▶ _Instructions to follow_: What follows is a listing to be transcribed exactly.

Location identification items

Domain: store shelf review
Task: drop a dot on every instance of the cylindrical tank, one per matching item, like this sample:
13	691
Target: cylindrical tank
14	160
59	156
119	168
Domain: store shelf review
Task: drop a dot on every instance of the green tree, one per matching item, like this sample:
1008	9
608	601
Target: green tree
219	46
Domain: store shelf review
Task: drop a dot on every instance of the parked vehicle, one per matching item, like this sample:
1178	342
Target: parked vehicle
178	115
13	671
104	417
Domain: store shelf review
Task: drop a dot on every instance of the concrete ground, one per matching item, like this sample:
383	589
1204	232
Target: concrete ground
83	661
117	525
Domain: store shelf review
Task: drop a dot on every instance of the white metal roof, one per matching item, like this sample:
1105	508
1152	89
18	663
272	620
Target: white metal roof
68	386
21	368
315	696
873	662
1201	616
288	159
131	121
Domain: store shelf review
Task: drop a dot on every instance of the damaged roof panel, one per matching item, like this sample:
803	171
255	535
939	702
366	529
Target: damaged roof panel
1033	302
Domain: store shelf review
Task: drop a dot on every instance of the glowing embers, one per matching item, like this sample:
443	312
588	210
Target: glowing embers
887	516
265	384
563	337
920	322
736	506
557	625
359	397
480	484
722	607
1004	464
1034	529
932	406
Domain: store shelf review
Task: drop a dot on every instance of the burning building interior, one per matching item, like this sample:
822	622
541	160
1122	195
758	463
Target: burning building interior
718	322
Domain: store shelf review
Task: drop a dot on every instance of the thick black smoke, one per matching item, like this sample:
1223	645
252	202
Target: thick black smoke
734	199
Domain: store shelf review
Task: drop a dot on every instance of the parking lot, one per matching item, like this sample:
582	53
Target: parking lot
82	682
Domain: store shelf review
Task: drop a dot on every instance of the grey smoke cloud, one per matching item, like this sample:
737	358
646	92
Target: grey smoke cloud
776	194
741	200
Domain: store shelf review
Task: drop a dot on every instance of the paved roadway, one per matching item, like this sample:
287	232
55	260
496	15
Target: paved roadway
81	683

▶ _Completed exercise_:
Domain: store shelf review
Task: drop a dot on every instance of the cylindrical tank, one per matching item, like this sample:
13	691
Target: cylindrical tank
14	160
59	156
119	168
Domain: store shelf review
Task: drop a dot on every instance of the green tree, one per matching item, like this sample:
1008	9
608	601
Target: green tree
219	46
Domain: store shelf review
Task: drop a dot on every instance of the parked vehicle, one per matching item, like this sample:
1178	342
Target: parked vehicle
178	115
13	671
104	417
Domain: store shelf review
Task: drop a dot on every instance of the concrete ground, one per matching item, like this sample:
383	589
1204	232
Target: concrete ground
83	661
117	525
Domain: store shelf review
Task: drop a dot on every instance of the white metal roof, one per matching item, like this sample:
1105	508
1152	89
18	663
272	620
Target: white metal roof
68	386
21	368
315	696
873	662
1201	616
288	159
131	121
Domain: store shelf review
Task: drop a dot on every instance of the damaged roof panel, one per matching item, like this sample:
803	171
255	535
939	702
366	529
Target: damaged roof panel
1033	302
Domain: store shelf review
Task: drop a dot on every instance of the glowing embers, one per matching item, like this sample:
443	312
588	210
Target: glowing embers
887	516
265	384
563	337
920	322
736	506
557	625
359	397
480	484
722	607
1004	464
1034	529
932	406
Domain: store shelf review
Task: drop a dot on every instance of the burning building interior, one per matching item, like this sample:
822	622
541	160
1122	195
758	463
Target: burning building interior
718	322
Domain: store shelf review
Task: drop a dot on every instance of the thick black smoke, one per matching item, like this sample:
1223	645
252	202
Target: thick black smoke
734	199
Domain: store shelf review
Task: drop a dot on every instance of the parking lot, one per matching item, like this sample:
582	53
Target: parking lot
82	682
Domain: store shelf review
Task: drop a dot on every instance of the grey smoke cloud, one per matching item, like this sample:
737	358
646	92
Target: grey smoke cloud
776	194
741	200
Domain: store shelf review
Task: drop a dot on every instance of the paved roadway, one per matching item, like this sample:
287	232
55	260
496	15
Target: paved roadway
81	683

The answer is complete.